2020, 2021 and onwards…
We don’t need Einstein to tell us that ‘time is an illusion’. On one hand we relentlessly follow the ticking of the clock, and on the other we are helplessly entangled in the strange elasticity of time. It is slow for those who wait, and too long for those with broken hearts, and sometimes stops altogether, when we are locked down for weeks, terrified of a virus and alone with a cat.
2020 has been marked forever.
There was a time thousands of years ago, when we lived with beasts, and the flow of time was gentle. The slow and magnificent rise of the sun nudged us awake. Seasons came in waves. Stars crawled through the slow skies. When it grew dark, we slept. Slowly we began to notice patterns around us – tides, eclipse, stars, shadows and floods, followed each other in predictable ways. And then we learnt to count.
There must have been an inherent need to understand and quantify time. From massive sundials carved on the face of rocks, to the very precise atomic clock, all keeping track of the passing days. Around this time of the year, it gets particularly intense. It is almost as though all of us are collectively chanting the countdown to the end of 2020.

:: Supplied information ::
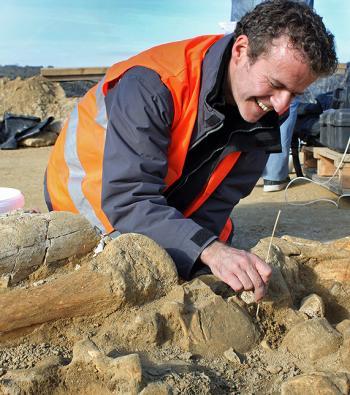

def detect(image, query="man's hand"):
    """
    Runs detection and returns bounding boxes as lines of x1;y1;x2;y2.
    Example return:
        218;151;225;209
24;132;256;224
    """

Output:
200;241;272;301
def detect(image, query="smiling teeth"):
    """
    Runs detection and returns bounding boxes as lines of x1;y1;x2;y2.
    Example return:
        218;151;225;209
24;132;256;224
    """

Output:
256;99;270;112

:: Exercise brief ::
In the essay on time, what nudged people awake thousands of years ago?

:: Output of the task ::
The slow and magnificent rise of the sun.